Reproduza sem alterações o trecho da crítica sobre Piratas do Caribe que vai de "aprendizes ou em" até "navios de mentira.".

Texto de leitura:

********************

Piratas do Caribe - O Baú da
Morte
(Pirates of the Caribbean: Dead Man's Chest),
de Gore Verbinski (EUA, 2006)
por Pedro Butcher
O inferno, segundo a Disney
Ironia das ironias: logo em Hollywood, e logo
em 2006, um pirata é mais popular que Homem-Aranha, Batman e Super-Homem.
Nesses tempos em que a indústria do cinema intensifica
sua cruzada contra a pirataria virtual, Jack Sparrow, um anti-herói
da pilhagem marítima, se estabelece com força avassaladora: US$
55 milhões em um único dia, US$ 135 milhões no primeiro fim de
semana, US$ 274 milhões até quarta, 19 de julho – véspera de completar
sua segunda semana em cartaz (ao contrário do Brasil, o mercado
de cinema nos Estados Unidos não pensa em termos de público, só
em renda – mas, a partir do preço médio do ingresso estimado no
país, podemos calcular que Piratas do Caribe 2 já foi visto
por cerca de 40 milhões de pessoas nos EUA).
Se a força do marketing não pode ser ignorada,
ela não explica, sozinha, a multidão que correu para ver o filme
nos Estados Unidos. Impossível não pensar na familiaridade da
palavra “pirata” junto às crianças e adolescentes, que formam
a massa do público do cinema americano hoje, e para quem a expressão
download (ou “baixar na internet”) já é quase tão natural
quanto o prato de sucrilhos na mesa do café da manhã. Difícil
não imaginar, ainda, que essa familiaridade tenha se exacerbado
ainda mais com a campanha anti-pirataria que tomou conta dos cinemas,
e que tinha como alvo, justamente, crianças e adolescentes, “piratas”
aprendizes ou em atividade no mar da rede mundial de computadores.
Muito mais do que Superman – O retorno,
Homem-aranha ou Batman Begins, Piratas do Caribe
2 é o blockbuster por excelência, uma cartada genial
do produtor bom-de-faro Jerry Bruckheimer, sujeito corajoso o
suficiente para ressuscitar, com apelo contemporâneo, um gênero
considerado antiquado, há muito enterrado no baú dos tesouros
hollywoodianos. Foi em 2003 que Bruckheimer teve a sui generis
idéia de voltar ao “filme de pirata” adaptando para o cinema aquilo
que, antes, não era sequer uma narrativa, e sim um parque temático
da Disney onde crianças brincam de pirata em navios de mentira.

********************

(Registros de um conjunto de dados de apontamento)
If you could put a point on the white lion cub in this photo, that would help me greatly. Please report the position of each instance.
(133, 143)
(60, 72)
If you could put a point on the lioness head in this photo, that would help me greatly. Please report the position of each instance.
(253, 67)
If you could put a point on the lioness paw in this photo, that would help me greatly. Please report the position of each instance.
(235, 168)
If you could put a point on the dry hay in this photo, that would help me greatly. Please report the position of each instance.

********************

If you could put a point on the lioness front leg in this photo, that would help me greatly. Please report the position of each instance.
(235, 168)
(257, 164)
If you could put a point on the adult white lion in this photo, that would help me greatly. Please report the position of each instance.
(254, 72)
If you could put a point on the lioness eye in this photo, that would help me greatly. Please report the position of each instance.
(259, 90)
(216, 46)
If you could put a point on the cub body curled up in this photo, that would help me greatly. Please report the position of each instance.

********************

Resolução do exercício:
aprendizes ou em atividade no mar da rede mundial de computadores.
Muito mais do que Superman – O retorno,
Homem-aranha ou Batman Begins, Piratas do Caribe
2 é o blockbuster por excelência, uma cartada genial
do produtor bom-de-faro Jerry Bruckheimer, sujeito corajoso o
suficiente para ressuscitar, com apelo contemporâneo, um gênero
considerado antiquado, há muito enterrado no baú dos tesouros
hollywoodianos. Foi em 2003 que Bruckheimer teve a sui generis
idéia de voltar ao “filme de pirata” adaptando para o cinema aquilo
que, antes, não era sequer uma narrativa, e sim um parque temático
da Disney onde crianças brincam de pirata em navios de mentira.